**EXERCISE INSTRUCTIONS**. Among the records below, one line contains "Identify one keypoint"; copy that line and all that follow it, exactly as written.

——

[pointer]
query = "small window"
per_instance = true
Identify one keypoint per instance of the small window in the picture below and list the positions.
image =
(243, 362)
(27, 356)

——

**ANSWER SPACE**.
Identify one keypoint per instance of the small window in the picture below and list the positions.
image =
(243, 362)
(27, 356)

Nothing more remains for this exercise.